## TÂCHE À RÉALISER
Recopiez mot pour mot le passage de l'extrait sur la responsabilité de l'architecte qui va de « Cass., 3ème civ., 7 » jusqu'à « le maître d’ouvrage. » inclus.

## EXTRAIT DU DOCUMENT
_____

L’architecte titulaire d’une mission complète de maîtrise d’œuvre engage sa responsabilité contractuelle envers le maître d’ouvrage en cas de non-conformité de l’ouvrage aux plans

Cass., 3ème civ., 7 novembre 2024, pourvoi n° 23-12.315, publié au bulletin

A la faveur d’une décision rendue le 7 novembre 2024, la Cour de cassation renforce la responsabilité de l’architecte titulaire d’une mission complète de maîtrise d’œuvre envers le maître d’ouvrage.

La troisième chambre civile a en effet jugé qu’en cas de non-conformité de l’ouvrage aux plans établis par l’architecte, ce dernier, même s’il ne s’est pas expressément vu confier une mission spécifique relative au mesurage de l’ouvrage, engage sa responsabilité contractuelle :

« 5. Pour rejeter la demande d’indemnisation formée par le maître de l’ouvrage contre l’architecte, l’arrêt retient qu’il est établi que la surface du lot n° 18 présente un déficit d’au moins 6,70 m² par rapport à la surface attendue mais que l’architecte, qui était chargé d’une mission complète de base de maîtrise d’oeuvre allant des études préliminaires à l’assistance à la réception et au dossier des ouvrages exécutés, ne s’était pas vu confier de missions complémentaires dont celles visées au paragraphe G.4.1, soit « les relevés comprenant le mesurage et la représentation graphique de tout ou partie d’un ouvrage existant » et au paragraphe G.4.6, soit « le calcul des superficies » (loi Carrez).

_____

## DONNÉES FOURNIES
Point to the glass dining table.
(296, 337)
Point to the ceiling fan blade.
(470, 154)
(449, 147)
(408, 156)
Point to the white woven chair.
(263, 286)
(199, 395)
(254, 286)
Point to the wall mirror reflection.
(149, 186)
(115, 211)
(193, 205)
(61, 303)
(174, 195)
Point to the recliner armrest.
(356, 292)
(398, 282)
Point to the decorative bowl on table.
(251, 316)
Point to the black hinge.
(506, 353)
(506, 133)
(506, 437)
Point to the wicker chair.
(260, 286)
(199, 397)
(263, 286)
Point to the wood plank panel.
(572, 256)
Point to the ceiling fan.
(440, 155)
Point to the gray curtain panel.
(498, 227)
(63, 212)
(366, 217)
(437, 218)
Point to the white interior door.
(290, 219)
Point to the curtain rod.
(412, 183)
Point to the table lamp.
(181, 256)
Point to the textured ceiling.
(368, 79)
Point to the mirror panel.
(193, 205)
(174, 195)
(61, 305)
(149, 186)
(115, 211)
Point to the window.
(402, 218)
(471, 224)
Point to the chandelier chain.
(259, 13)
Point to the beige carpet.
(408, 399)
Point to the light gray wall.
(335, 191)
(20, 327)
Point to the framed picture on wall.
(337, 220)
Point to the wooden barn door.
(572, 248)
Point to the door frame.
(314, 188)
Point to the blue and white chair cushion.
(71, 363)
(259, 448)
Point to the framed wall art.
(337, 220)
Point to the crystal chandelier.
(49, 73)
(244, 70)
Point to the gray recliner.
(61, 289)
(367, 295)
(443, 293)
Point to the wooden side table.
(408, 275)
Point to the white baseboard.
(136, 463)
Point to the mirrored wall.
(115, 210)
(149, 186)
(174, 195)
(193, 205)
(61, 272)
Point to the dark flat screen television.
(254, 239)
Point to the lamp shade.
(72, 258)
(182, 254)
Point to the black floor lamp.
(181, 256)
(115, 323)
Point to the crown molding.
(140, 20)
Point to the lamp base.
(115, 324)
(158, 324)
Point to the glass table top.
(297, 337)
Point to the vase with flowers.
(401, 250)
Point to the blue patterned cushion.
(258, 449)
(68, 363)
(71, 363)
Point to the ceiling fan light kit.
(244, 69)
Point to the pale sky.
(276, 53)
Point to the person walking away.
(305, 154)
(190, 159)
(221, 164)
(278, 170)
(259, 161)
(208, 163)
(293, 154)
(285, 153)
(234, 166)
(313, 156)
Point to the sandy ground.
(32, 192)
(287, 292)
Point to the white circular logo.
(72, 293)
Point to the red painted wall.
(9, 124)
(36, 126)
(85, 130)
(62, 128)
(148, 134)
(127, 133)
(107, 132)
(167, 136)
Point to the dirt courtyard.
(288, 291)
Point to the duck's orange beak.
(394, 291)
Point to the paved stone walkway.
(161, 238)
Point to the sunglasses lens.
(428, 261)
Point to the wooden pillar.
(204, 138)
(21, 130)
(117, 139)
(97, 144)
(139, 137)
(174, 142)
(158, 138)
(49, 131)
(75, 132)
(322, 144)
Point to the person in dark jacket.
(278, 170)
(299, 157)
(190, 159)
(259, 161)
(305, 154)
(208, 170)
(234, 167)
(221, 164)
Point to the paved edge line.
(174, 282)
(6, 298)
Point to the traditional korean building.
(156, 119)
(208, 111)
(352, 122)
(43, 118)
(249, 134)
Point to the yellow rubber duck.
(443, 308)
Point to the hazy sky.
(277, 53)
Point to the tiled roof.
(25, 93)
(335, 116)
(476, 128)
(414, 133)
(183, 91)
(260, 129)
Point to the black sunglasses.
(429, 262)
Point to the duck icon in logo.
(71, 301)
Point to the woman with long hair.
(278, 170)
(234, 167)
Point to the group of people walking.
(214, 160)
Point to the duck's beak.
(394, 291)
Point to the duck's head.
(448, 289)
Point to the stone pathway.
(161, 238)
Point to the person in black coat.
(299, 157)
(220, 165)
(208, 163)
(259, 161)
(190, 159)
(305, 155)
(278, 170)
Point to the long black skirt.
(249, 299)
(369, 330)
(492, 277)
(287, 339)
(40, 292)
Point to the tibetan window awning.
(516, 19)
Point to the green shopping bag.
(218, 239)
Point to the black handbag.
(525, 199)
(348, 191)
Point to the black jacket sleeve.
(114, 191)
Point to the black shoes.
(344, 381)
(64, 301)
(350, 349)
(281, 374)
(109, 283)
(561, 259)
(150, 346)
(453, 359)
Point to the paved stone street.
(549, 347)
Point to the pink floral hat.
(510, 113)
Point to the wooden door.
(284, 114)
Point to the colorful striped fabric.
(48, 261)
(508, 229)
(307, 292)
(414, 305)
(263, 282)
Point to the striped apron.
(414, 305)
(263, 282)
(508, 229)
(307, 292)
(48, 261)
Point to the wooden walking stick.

_____

## SOLUTION RÉDIGÉE
Cass., 3ème civ., 7 novembre 2024, pourvoi n° 23-12.315, publié au bulletin

A la faveur d’une décision rendue le 7 novembre 2024, la Cour de cassation renforce la responsabilité de l’architecte titulaire d’une mission complète de maîtrise d’œuvre envers le maître d’ouvrage.